**PAGE TEXT**:
Further from What the Object Does Not Mention
Diango Hernández (Sancti Spiritus, Cuba, 1970) became known in Havana towards the middle of the nineties when, together with a group of colleagues, he founded Gabinete Ordo Amoris. After a productive association, in 2003 Diango moved to Europe. He is currently living in Düsseldorf.
His intense conceptual exploration of daily life objects has made him develop a fine visual grammar characterized by transparency and pragmatic symbolism. In spite of his international recognition and his collaboration with prominent galleries, his solo work is hardly known in Cuba…
Talk to me about your training. How did you arrive at art?
In 1994 I finished in the ISDI (Havana High Institute of Design). During the six years of university studies (1989-1994) I fortunately found innumerable new encouragements. New contents and many fascinating persons made me consider the power of the visual language and understand its extraordinary cultural relevance.

**WORK INSTRUCTIONS**:
1: Can you condense the paragraph of the Diango Hernández profile that begins "Diango Hernández (Sancti Spiritus, Cuba, 1970)" into a short bulleted list that keeps its main facts?
2: Which distinct years appear in the Diango Hernández profile?

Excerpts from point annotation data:
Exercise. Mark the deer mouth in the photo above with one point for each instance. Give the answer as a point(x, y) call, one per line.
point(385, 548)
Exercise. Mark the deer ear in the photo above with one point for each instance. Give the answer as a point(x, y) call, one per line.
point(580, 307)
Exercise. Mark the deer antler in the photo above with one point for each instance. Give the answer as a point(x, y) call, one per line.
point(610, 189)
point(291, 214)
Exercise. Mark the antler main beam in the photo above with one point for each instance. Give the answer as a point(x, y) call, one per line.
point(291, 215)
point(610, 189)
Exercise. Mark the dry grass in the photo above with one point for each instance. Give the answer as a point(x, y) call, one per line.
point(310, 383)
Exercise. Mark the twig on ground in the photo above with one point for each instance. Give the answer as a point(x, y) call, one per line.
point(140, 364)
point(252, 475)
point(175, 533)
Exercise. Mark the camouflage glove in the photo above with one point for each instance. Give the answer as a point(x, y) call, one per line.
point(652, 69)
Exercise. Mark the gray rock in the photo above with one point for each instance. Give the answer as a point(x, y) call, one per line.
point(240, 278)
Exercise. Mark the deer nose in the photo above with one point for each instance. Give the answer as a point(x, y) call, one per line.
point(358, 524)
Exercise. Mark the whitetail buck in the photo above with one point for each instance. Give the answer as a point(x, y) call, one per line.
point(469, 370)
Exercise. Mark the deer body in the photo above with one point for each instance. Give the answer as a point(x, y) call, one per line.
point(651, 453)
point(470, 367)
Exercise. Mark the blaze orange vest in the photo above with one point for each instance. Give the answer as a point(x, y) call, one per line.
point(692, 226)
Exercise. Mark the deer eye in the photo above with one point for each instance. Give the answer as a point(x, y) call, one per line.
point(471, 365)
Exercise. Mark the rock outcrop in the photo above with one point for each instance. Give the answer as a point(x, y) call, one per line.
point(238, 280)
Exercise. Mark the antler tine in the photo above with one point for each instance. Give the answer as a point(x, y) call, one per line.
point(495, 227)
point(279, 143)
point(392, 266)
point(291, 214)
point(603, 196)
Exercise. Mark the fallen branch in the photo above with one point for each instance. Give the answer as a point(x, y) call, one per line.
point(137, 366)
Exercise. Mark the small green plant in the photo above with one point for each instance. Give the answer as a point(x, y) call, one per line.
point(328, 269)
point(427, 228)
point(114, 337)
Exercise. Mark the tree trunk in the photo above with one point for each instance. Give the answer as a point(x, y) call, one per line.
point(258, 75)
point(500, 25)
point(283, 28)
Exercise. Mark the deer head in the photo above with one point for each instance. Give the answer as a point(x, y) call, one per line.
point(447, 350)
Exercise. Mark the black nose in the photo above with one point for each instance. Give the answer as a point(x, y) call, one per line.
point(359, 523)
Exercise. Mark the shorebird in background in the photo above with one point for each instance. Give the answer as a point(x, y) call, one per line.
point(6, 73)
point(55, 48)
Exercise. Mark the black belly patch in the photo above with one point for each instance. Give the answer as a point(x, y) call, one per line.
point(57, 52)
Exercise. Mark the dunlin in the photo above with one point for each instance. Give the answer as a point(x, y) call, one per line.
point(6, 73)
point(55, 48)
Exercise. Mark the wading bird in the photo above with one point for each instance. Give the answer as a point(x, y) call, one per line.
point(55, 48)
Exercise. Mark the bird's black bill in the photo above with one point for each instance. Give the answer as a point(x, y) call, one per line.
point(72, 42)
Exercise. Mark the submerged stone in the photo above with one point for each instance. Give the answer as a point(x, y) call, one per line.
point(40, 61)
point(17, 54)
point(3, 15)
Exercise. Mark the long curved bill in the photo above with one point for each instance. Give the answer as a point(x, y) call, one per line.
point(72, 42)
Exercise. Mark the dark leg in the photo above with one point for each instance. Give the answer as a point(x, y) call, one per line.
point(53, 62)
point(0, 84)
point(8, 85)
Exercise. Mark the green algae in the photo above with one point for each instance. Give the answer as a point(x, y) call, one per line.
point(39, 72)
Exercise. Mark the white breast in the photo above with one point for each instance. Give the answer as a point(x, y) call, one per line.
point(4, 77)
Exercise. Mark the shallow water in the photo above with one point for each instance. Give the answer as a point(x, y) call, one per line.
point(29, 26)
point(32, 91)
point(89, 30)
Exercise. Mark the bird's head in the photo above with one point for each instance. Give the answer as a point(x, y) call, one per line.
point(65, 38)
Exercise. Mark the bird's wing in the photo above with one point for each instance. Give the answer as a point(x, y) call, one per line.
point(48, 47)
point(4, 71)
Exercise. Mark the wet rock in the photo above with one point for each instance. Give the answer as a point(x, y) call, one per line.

**RESULTS FOR EACH TASK**:
1:
- Born in Sancti Spiritus, Cuba, in 1970
- Became known in Havana in the mid-nineties after co-founding Gabinete Ordo Amoris with a group of colleagues
- Moved to Europe in 2003
- Currently lives in Düsseldorf

2: 1970, 1989, 1994, 2003